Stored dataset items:
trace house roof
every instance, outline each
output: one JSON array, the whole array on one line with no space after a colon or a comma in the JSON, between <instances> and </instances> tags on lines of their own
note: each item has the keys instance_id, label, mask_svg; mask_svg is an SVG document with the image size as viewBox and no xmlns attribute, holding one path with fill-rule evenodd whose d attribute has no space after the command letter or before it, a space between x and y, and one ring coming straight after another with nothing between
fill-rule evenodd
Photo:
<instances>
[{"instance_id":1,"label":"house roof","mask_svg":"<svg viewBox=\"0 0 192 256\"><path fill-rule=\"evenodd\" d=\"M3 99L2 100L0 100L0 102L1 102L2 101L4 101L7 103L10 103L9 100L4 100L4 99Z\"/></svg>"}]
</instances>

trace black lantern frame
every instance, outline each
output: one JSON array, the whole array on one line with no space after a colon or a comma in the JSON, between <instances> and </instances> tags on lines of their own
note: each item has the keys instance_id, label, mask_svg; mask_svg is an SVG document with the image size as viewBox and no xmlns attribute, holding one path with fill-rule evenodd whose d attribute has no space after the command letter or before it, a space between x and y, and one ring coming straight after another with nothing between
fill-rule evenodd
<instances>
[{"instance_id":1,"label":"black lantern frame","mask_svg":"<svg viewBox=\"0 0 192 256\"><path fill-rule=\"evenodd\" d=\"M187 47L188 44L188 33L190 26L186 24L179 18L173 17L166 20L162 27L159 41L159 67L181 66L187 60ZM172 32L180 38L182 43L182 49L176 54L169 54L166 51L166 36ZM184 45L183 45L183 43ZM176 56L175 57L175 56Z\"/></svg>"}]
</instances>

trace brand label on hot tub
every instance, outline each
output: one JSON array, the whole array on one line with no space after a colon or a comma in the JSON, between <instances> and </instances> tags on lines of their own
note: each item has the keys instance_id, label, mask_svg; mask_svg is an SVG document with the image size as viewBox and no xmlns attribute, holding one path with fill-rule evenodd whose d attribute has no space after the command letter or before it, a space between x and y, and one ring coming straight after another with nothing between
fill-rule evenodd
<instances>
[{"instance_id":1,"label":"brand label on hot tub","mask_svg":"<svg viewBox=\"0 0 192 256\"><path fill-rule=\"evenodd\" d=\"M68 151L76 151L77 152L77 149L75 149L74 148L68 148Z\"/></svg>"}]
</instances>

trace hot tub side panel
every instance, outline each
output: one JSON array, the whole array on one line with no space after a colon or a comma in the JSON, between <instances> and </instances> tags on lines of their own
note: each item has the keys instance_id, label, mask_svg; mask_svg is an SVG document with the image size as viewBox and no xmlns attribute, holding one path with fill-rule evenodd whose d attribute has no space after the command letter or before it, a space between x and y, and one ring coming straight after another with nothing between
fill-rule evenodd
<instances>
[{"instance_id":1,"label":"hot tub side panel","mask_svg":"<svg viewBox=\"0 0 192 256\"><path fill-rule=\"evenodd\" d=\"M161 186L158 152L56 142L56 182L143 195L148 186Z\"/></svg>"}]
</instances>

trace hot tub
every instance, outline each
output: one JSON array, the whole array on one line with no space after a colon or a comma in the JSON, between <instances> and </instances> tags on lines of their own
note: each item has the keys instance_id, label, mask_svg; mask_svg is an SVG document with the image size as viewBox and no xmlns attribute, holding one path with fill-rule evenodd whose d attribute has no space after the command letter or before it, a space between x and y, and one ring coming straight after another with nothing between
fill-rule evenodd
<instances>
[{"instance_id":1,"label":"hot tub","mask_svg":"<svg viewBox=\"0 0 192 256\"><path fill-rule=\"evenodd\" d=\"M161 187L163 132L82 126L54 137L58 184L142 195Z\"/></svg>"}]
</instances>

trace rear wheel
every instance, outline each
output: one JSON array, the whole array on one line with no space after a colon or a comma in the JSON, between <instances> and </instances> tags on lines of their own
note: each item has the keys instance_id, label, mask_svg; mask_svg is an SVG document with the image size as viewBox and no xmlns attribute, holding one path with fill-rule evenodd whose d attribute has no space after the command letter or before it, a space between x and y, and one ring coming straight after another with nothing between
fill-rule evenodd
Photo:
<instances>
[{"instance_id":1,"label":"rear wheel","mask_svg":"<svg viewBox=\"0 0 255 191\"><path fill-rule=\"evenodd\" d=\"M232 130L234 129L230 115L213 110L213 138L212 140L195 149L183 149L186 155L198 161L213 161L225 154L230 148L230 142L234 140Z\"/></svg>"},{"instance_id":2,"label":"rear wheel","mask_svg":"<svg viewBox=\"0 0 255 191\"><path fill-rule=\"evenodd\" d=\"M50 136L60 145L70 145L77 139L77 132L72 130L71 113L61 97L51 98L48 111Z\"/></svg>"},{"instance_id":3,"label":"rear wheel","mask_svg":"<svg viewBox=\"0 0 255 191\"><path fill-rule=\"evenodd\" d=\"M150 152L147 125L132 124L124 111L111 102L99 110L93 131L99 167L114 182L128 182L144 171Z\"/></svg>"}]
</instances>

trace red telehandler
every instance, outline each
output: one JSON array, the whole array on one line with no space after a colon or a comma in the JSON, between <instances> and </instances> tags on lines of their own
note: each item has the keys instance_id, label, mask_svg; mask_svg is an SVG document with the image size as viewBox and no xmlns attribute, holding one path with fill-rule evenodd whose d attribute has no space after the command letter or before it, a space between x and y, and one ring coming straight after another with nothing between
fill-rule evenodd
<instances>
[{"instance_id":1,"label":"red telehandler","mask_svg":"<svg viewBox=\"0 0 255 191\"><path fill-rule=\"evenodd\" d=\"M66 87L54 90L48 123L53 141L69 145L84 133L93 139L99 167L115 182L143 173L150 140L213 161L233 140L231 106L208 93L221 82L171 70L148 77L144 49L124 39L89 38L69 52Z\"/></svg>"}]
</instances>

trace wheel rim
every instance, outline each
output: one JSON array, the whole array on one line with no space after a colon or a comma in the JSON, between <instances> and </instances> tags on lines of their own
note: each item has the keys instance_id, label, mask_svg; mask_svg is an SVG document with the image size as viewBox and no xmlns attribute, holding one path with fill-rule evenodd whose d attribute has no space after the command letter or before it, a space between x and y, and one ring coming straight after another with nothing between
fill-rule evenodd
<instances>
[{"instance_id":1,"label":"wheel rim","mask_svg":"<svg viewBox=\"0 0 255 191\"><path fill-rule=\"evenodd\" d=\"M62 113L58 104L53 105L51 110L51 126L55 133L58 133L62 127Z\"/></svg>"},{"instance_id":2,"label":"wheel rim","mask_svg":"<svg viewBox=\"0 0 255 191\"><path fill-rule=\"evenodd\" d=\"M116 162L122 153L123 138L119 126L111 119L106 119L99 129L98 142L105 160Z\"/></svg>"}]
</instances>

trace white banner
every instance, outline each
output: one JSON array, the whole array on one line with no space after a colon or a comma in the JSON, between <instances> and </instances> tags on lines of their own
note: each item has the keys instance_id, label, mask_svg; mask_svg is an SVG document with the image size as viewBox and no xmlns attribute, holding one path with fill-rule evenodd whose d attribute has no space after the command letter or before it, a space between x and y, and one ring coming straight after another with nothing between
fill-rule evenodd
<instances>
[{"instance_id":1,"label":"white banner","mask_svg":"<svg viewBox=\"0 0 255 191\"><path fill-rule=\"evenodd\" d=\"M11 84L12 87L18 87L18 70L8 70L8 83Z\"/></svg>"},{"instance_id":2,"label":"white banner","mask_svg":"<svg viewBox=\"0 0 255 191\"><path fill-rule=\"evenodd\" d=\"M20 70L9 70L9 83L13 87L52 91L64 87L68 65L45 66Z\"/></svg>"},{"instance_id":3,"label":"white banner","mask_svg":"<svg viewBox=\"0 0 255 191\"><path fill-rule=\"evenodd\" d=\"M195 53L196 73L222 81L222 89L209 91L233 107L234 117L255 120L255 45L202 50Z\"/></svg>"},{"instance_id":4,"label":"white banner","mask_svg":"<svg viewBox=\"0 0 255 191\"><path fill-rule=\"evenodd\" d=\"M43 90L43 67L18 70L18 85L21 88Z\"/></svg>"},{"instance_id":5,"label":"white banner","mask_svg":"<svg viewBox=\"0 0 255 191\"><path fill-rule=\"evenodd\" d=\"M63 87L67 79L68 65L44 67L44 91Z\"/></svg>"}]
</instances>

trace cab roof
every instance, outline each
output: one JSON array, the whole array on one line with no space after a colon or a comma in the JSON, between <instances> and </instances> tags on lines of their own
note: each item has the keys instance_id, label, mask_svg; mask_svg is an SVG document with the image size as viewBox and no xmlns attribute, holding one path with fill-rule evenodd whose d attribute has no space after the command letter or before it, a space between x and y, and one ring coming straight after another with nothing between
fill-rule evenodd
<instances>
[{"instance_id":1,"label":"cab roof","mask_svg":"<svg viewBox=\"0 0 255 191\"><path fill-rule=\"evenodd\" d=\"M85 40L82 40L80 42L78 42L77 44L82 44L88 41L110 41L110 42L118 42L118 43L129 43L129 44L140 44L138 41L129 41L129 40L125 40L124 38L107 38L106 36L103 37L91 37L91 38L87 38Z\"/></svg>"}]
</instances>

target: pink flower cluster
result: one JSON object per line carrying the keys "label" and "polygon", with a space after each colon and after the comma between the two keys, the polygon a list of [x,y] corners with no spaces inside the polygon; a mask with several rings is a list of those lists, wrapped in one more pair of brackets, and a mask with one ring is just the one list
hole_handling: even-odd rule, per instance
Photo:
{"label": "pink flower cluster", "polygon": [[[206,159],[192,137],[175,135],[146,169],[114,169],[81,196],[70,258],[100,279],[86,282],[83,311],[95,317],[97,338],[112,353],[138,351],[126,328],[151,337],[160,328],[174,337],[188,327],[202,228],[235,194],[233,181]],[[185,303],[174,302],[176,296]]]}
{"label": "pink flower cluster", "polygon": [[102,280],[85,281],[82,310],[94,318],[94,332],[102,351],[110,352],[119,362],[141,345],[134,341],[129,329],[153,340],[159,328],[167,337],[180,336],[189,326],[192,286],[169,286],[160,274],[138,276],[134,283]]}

# What to work on:
Locate "target: pink flower cluster" in the material, then quote the line that contains it and all lines after it through the final one.

# Answer to the task:
target: pink flower cluster
result: one JSON object per line carrying the keys "label" and "polygon", with a space after each colon and after the comma between the two keys, the polygon a list of [x,y] corners with no spaces inside the polygon; a mask with several rings is a list of those lists, wrapped in one more pair of brackets, and a mask with one ring is just the one list
hole_handling: even-odd rule, per instance
Photo:
{"label": "pink flower cluster", "polygon": [[[206,159],[192,137],[175,135],[146,169],[114,169],[81,196],[70,258],[100,279],[86,282],[83,311],[95,317],[97,338],[112,353],[138,351],[126,328],[151,337],[160,328],[174,337],[188,327],[202,228],[235,194],[233,181]],[[185,303],[174,302],[176,296]]]}
{"label": "pink flower cluster", "polygon": [[102,280],[85,281],[82,310],[94,318],[94,332],[102,351],[110,352],[119,362],[141,345],[134,341],[129,329],[153,340],[159,328],[167,337],[180,336],[189,326],[192,286],[169,286],[160,274],[138,276],[134,283]]}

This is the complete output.